Items listed in a dataset:

────────────────────────────────────────

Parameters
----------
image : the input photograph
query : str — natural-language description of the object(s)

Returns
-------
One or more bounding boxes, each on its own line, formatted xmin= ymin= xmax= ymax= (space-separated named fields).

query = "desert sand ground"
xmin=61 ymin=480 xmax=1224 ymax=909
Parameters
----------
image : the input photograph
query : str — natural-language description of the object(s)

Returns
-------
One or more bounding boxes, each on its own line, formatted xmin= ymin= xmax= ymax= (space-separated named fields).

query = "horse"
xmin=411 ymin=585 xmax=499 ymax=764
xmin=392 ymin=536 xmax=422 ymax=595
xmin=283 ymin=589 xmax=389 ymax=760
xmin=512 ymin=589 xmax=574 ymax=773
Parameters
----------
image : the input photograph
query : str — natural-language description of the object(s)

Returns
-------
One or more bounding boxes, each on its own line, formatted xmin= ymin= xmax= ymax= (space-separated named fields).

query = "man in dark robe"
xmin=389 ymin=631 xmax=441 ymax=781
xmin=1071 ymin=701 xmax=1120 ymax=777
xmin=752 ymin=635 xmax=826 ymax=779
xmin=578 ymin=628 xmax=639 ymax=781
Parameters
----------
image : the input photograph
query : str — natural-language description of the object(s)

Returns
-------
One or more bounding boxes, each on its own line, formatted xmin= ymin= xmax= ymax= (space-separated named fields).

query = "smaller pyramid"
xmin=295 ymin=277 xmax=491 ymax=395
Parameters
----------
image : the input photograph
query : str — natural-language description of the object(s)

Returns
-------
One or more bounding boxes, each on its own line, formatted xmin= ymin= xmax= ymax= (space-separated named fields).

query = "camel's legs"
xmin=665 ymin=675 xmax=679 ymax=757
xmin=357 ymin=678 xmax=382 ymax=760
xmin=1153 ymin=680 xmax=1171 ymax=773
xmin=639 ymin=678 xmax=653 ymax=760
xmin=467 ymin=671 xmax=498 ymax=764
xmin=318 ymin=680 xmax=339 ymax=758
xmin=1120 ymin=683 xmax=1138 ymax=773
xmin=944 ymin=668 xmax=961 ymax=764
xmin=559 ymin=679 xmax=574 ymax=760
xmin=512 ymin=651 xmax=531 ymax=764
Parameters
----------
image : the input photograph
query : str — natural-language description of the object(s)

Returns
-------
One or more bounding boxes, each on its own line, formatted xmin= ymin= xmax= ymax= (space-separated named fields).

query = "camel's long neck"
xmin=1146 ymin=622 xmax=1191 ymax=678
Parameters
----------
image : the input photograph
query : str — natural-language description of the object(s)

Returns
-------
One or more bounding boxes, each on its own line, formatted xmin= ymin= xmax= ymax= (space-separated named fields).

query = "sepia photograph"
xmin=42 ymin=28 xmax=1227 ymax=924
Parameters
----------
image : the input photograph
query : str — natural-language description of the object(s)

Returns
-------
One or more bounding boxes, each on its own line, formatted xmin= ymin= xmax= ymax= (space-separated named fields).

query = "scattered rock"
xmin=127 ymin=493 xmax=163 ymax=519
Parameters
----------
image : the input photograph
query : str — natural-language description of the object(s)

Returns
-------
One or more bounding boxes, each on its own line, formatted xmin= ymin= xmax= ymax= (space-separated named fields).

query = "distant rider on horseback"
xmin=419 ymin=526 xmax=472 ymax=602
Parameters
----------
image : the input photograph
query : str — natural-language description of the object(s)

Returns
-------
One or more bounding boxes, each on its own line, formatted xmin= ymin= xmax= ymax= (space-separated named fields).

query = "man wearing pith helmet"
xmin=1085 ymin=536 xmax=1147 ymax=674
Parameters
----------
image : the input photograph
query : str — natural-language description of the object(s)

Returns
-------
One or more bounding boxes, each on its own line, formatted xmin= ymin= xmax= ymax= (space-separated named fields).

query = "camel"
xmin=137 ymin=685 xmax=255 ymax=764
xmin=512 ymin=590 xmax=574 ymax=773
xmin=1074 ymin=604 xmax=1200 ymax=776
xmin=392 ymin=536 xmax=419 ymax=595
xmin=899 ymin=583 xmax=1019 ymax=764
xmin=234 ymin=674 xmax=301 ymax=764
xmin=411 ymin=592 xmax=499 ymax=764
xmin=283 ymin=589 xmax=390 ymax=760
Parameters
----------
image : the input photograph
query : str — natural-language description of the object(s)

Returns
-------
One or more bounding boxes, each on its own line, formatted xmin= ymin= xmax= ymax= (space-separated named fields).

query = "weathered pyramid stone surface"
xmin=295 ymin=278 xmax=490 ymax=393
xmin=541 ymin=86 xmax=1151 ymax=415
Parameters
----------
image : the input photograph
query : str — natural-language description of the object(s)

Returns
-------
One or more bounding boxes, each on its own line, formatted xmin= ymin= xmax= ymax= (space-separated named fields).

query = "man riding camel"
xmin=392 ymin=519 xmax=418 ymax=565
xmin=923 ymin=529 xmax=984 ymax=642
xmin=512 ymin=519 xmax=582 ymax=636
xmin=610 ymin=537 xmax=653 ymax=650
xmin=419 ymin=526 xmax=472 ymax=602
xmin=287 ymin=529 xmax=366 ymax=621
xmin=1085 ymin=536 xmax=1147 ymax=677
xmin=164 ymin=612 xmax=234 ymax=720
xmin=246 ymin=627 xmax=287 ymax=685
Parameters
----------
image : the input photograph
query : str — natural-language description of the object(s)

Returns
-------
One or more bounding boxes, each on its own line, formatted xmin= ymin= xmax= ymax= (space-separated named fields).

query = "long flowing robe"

────────────────────────────────────────

Restate each record exactly as written.

## REPLY TO THE EXERCISE
Parameters
----------
image : the input photograph
query : str — natural-language description of the object(s)

Returns
-------
One or more bounding boxes, each on its own line, formatted xmin= ymin= xmax= ymax= (space-separated named fields).

query = "desert sand ground"
xmin=61 ymin=480 xmax=1224 ymax=909
Parameters
----------
image : the input photograph
query : str — natural-language description of the object(s)

Returns
-------
One or more bounding boxes, each on its own line, formatted xmin= ymin= xmax= ymax= (space-separated named fields).

query = "horse"
xmin=411 ymin=585 xmax=499 ymax=764
xmin=392 ymin=536 xmax=422 ymax=595
xmin=283 ymin=589 xmax=389 ymax=760
xmin=512 ymin=589 xmax=574 ymax=773
Parameters
----------
image : the input photograph
query : str — natural-language description of the object(s)

Returns
-------
One or more bounding boxes, each on its own line, formatted xmin= ymin= xmax= ymax= (space-separated named fields).

query = "man in dark robe"
xmin=389 ymin=631 xmax=441 ymax=781
xmin=1071 ymin=701 xmax=1120 ymax=777
xmin=752 ymin=635 xmax=826 ymax=779
xmin=578 ymin=628 xmax=639 ymax=781
Parameters
----------
image : the input photograph
query : str — natural-language description of the object(s)

Returns
-------
One or more bounding boxes, each on its own line, formatted xmin= ymin= xmax= ymax= (space-separated named fields).

query = "smaller pyramid"
xmin=295 ymin=277 xmax=491 ymax=395
Parameters
----------
image : the input photograph
query : str — natural-language description of the object(s)

Returns
-------
One or more bounding boxes, each on its own line, formatted xmin= ymin= xmax= ymax= (space-separated named fields).

query = "camel's legs"
xmin=665 ymin=675 xmax=679 ymax=757
xmin=357 ymin=678 xmax=382 ymax=760
xmin=1153 ymin=680 xmax=1171 ymax=773
xmin=639 ymin=678 xmax=653 ymax=760
xmin=467 ymin=671 xmax=498 ymax=764
xmin=318 ymin=680 xmax=339 ymax=758
xmin=1120 ymin=683 xmax=1138 ymax=773
xmin=944 ymin=668 xmax=961 ymax=764
xmin=559 ymin=679 xmax=574 ymax=760
xmin=512 ymin=651 xmax=531 ymax=764
Parameters
----------
image : the input photograph
query : str — natural-language description of the object(s)

Returns
-------
One or more bounding boxes, each on its own line, formatted xmin= ymin= xmax= ymax= (space-separated named fields).

query = "camel's long neck"
xmin=1146 ymin=622 xmax=1191 ymax=678
Parameters
----------
image : the input photograph
query : str — natural-language description of the object(s)

Returns
-------
One or more bounding boxes, each on its own line, formatted xmin= ymin= xmax= ymax= (space-separated named fields).

query = "sepia photograph"
xmin=42 ymin=28 xmax=1227 ymax=924
Parameters
----------
image : the input photograph
query : str — natural-language description of the object(s)

Returns
-------
One or more bounding boxes, each on its own line, formatted xmin= ymin= xmax= ymax= (space-separated named fields).

query = "scattered rock"
xmin=127 ymin=493 xmax=163 ymax=519
Parameters
----------
image : the input photograph
query : str — natural-language description of the object(s)

Returns
-------
One or more bounding boxes, each on its own line, formatted xmin= ymin= xmax= ymax= (space-separated named fields).

query = "distant rider on horseback"
xmin=419 ymin=526 xmax=472 ymax=602
Parameters
----------
image : the input photograph
query : str — natural-language description of the object(s)

Returns
-------
One or more bounding boxes, each on its own line, formatted xmin= ymin= xmax= ymax= (space-separated named fields).

query = "man wearing pith helmet"
xmin=1085 ymin=536 xmax=1147 ymax=674
Parameters
----------
image : the input photograph
query : str — natural-language description of the object(s)

Returns
-------
One or more bounding boxes, each on its own line, formatted xmin= ymin= xmax= ymax= (space-separated named fields).

query = "camel"
xmin=137 ymin=685 xmax=255 ymax=764
xmin=512 ymin=590 xmax=574 ymax=773
xmin=1074 ymin=604 xmax=1200 ymax=776
xmin=392 ymin=536 xmax=419 ymax=595
xmin=899 ymin=583 xmax=1019 ymax=764
xmin=234 ymin=674 xmax=301 ymax=764
xmin=411 ymin=592 xmax=499 ymax=764
xmin=283 ymin=589 xmax=390 ymax=760
Parameters
----------
image : the input photograph
query : str — natural-language description of the object(s)

Returns
-------
One or more bounding boxes, each on its own line, formatted xmin= ymin= xmax= ymax= (space-separated named fields).

query = "weathered pyramid stone surface"
xmin=295 ymin=278 xmax=490 ymax=393
xmin=541 ymin=86 xmax=1151 ymax=415
Parameters
----------
image : the input photograph
query : str — natural-language description of the object(s)

Returns
-------
One or more bounding boxes, each on its own line, formatted xmin= ymin= xmax= ymax= (space-separated named fields).

query = "man riding camel"
xmin=392 ymin=519 xmax=418 ymax=565
xmin=923 ymin=529 xmax=984 ymax=642
xmin=512 ymin=519 xmax=582 ymax=636
xmin=610 ymin=537 xmax=653 ymax=650
xmin=419 ymin=526 xmax=472 ymax=602
xmin=287 ymin=529 xmax=366 ymax=621
xmin=1085 ymin=536 xmax=1147 ymax=677
xmin=164 ymin=612 xmax=234 ymax=720
xmin=246 ymin=627 xmax=287 ymax=685
Parameters
----------
image : the input photograph
query : str — natural-language description of the object(s)

Returns
-------
One or more bounding boxes, each on its own line, formatted xmin= ymin= xmax= ymax= (space-separated named fields).

query = "long flowing robe"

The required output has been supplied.